##### Teks Bacaan #####
Rata- rata generasi muda (baca: anak sekolah) pada masa itu yang menjadikan tokoh intelektual sebagai panutan mampu membuat mereka tumbuh menjadi manusia yang berkualitas. Tidak saja kualitas untuk kognitif, tetapi juga kualitas untuk sikap, prilaku, akhlak sampai kepada kualitas kecakapan hidup lainnya. Walau istilah quantum quotient- kepintaran berganda, belum dikenal saat itu namun dalam kenyataan mereka telah memiliki pribadi dengan kecerdasan berganda secara tak langsung. Maka tidak heran kalau rata- rata remaja- sebagai calon intelektuak saat itu mampu tumbuh menjadi orang yang sukses dan terpandang dalam masyarskat. Bukti itu masih terlihat bagi mereka yang berkarir pada tahun 1970 an dan 1980 an.
Dapat dikatakan bahwa figur tokoh intelektual dan juga tokoh agama yang ada di Indonesia pada saat itu betul- betul memiliki kekuatan dan mampu memberikan model atau panutan bagi generasi muda pada masa itu. Suara, tulisan dan kehadiran mereka selalu ditunggu tunggu setiap saat. Dan juga menjadi tradisi bagi tokoh intelektual pada masa itu untuk banyak meleburkan diri dengan anak- anak muda. Mereka turun ke bawah, ke surau, ke langgar dan ke sekolah untuk menemui generasi muda atau orang- orang yang mengidolakan mereka. Mereka tidak sibuk meleburkan diri dengan proyek yang ujung- ujungnya untuk menebalkan dompet. Karena pada masa itu yang bernama proyek demi proyek memang juga jarang.
Tokoh- tokoh intelektual ukuran lokal pun juga mempunyai arti bagi anak- anak muda pada masa itu. Mereka juga mempunyai andil atau peran lewat model atau figur yang mereka miliki untuk menggerakkan semangat, dan motivasi mereka untuk maju dan berkembang. Kultur yang tinggi dan karakter yang baik pada diri mereka mampu menular kepada generasi muda pada masa itu. Sehingga saat itu mungkin istilah tawuran masal dan istilah kenakalan remaja belum terdengar segenjar sekarang.
#####
> [Soal]
Periksalah apakah pernyataan (a), (b), dan (c) di bawah ini sesuai dengan teks bacaan di atas, lalu jawab ya atau tidak sambil mengutip kata-kata teks yang menentukan.
(a) Istilah kepintaran berganda sudah dikenal pada masa itu.
(b) Tokoh intelektual pada masa itu datang ke surau, langgar, dan sekolah untuk menemui generasi muda.
(c) Tokoh intelektual ukuran lokal tidak berarti bagi anak-anak muda pada masa itu.
##### Data Sumber #####
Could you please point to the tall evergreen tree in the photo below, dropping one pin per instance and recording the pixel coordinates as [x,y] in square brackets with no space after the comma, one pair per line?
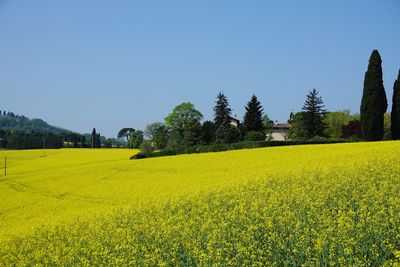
#####
> [Hasil Latihan]
(a) Tidak: "belum dikenal saat itu".
(b) Ya: "Mereka turun ke bawah, ke surau, ke langgar dan ke sekolah untuk menemui generasi muda".
(c) Tidak: "Tokoh- tokoh intelektual ukuran lokal pun juga mempunyai arti bagi anak- anak muda pada masa itu."